* Passage shown *
--------

Then I bought a Windows-based PC for myself and learned how to use it. I don’t think I ever bought a Mac again actually. It’s possible to learn from successes. But it’s much easier to learn from failures. Ultimately, life is a sentence of failures, punctuated only by the briefest of successes. So the mediocre entrepreneur learns two things from failure: First he learns directly how to overcome that particular failure. He’s highly motivated to not repeat the same mistakes. Second, he learns how to deal with the psychology of failure. Mediocre entrepreneurs fail A LOT. So they get this incredible skill of getting really good at dealing with failure. This translates to monetary success.

The mediocre entrepreneur understands that persistence is not the self-help cliche “Keep going until you hit the finish line!”. The key slogan is, “Keep failing until you accidentally no longer fail.” That’s persistence.

(has never failed)

– Not original – I’ve never come up with an original idea in my life. My first successful business was making web software, strategies, websites for Fortune 500 companies. Not an original idea but at the time, in the 90s, people were paying exorbitant multiples for such businesses. My successful investments all involved situations where I made sure the CEOs and other investors were smarter than me. I wrote a TechCrunch article on this titled “My Angel Investor Checklist”. 100% of my zeros as an angel investor were situations where I thought I was smart. I wasn’t. I’m mediocre.

The best ideas are when you take two older ideas that have nothing to do with each other, make them have sex with each other, and then build a business around the bastard, ugly child that results. The child that was so ugly nobody else wanted to touch it. Look  at Facebook: combine the internet with stalking. Amazing!

--------

* Entries provided *

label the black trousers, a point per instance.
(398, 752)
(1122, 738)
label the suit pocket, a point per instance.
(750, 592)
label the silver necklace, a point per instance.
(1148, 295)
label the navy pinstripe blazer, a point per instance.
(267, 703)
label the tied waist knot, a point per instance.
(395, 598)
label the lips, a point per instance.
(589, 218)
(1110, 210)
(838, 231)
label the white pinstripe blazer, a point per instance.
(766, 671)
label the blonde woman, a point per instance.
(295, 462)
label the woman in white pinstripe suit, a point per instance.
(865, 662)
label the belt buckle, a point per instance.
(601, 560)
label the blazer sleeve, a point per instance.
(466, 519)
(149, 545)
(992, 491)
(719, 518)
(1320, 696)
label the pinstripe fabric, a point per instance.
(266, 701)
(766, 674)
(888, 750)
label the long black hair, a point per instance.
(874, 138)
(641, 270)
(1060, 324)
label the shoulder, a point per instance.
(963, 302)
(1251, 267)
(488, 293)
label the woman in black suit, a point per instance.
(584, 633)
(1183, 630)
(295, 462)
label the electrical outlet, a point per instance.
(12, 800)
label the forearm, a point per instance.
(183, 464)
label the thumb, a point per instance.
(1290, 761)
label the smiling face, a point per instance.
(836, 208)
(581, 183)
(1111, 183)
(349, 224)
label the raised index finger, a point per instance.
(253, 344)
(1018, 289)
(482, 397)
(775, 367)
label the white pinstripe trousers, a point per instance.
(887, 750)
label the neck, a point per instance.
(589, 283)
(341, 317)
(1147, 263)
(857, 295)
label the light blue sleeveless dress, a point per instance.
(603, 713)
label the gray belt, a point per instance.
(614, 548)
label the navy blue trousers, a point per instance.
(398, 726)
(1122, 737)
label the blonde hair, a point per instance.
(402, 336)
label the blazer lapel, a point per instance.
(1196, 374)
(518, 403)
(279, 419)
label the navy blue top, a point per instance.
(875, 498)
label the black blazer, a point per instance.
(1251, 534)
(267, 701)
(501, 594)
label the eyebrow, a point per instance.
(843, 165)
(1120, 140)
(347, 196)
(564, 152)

--------

* Work to do *
[1] Extract everything in the passage on mediocre entrepreneurs from "The mediocre entrepreneur understands" down to "wasn’t. I’m mediocre.".
[2] Count the lines of the rows that contain the word "trousers" and give only that number.
The passage on mediocre entrepreneurs has nothing to do with the rows.

* Solutions by task *
[1]
The mediocre entrepreneur understands that persistence is not the self-help cliche “Keep going until you hit the finish line!”. The key slogan is, “Keep failing until you accidentally no longer fail.” That’s persistence.

(has never failed)

– Not original – I’ve never come up with an original idea in my life. My first successful business was making web software, strategies, websites for Fortune 500 companies. Not an original idea but at the time, in the 90s, people were paying exorbitant multiples for such businesses. My successful investments all involved situations where I made sure the CEOs and other investors were smarter than me. I wrote a TechCrunch article on this titled “My Angel Investor Checklist”. 100% of my zeros as an angel investor were situations where I thought I was smart. I wasn’t. I’m mediocre.

[2] 3